Records from a dataset:

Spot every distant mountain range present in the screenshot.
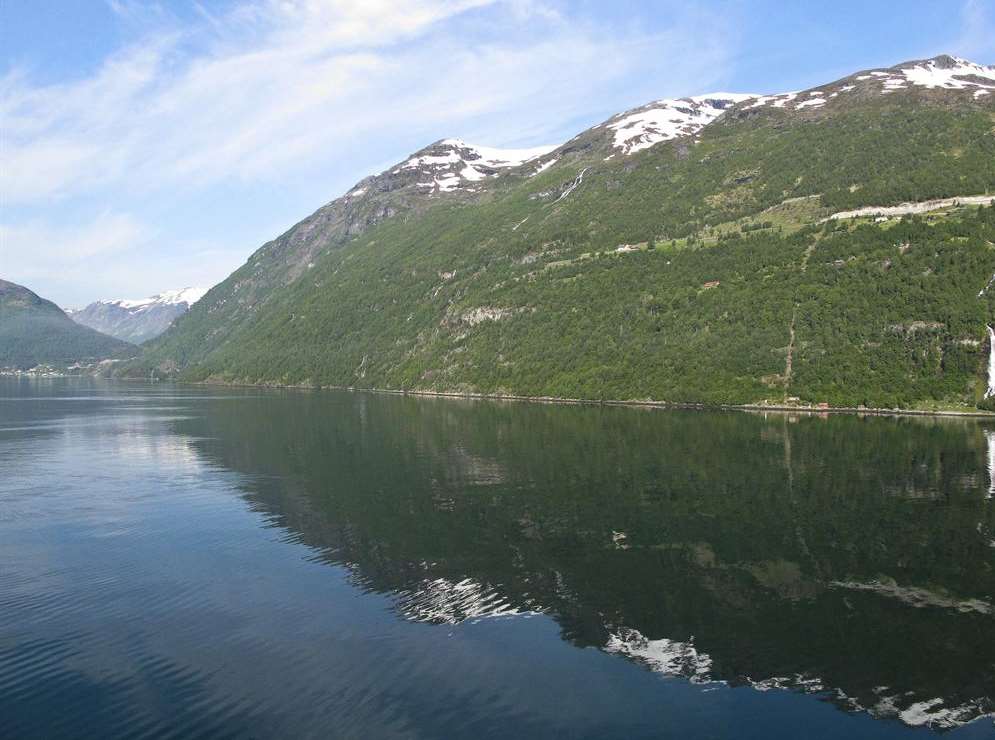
[66,288,207,344]
[129,56,995,408]
[0,280,137,370]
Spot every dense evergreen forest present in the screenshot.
[132,93,995,409]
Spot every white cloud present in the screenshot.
[0,0,723,203]
[0,0,736,298]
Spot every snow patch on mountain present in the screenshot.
[392,139,556,195]
[66,288,207,344]
[606,93,757,154]
[113,288,207,311]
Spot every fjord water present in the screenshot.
[0,378,995,738]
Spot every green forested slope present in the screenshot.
[133,70,995,407]
[0,280,135,369]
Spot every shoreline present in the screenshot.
[196,380,995,419]
[7,373,995,419]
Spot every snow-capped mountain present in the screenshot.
[66,288,207,344]
[603,93,757,156]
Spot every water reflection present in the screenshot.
[176,394,995,728]
[0,384,995,737]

* [What you will do]:
Format each line of the data above as a Markdown table with the columns Row and Line, numbering the rows and omitting blank lines. Leave the pictures out.

* [Response for this exercise]:
| Row | Line |
|---|---|
| 1 | Spot every distant mountain range present in the screenshot. |
| 2 | [66,288,207,344] |
| 3 | [129,56,995,408] |
| 4 | [0,280,137,370] |
| 5 | Spot every dense evergreen forest present in the screenshot. |
| 6 | [132,93,995,409] |
| 7 | Spot every white cloud present in the screenshot. |
| 8 | [0,0,723,203] |
| 9 | [0,0,736,298] |
| 10 | Spot every snow patch on mountain present in the screenshot. |
| 11 | [392,139,556,195] |
| 12 | [66,288,207,344] |
| 13 | [606,93,757,154] |
| 14 | [113,288,207,311] |
| 15 | Spot every fjord water present in the screenshot. |
| 16 | [0,378,995,738] |
| 17 | Spot every green forested slope present in the screenshot. |
| 18 | [133,70,995,407] |
| 19 | [0,280,135,369] |
| 20 | Spot every shoreline present in the screenshot. |
| 21 | [196,380,995,419] |
| 22 | [7,373,995,419] |
| 23 | Spot every snow-capped mountain present in the screenshot. |
| 24 | [66,288,207,344] |
| 25 | [603,93,757,156] |
| 26 | Spot every water reflection present in the screenshot. |
| 27 | [176,394,995,728] |
| 28 | [0,384,995,737] |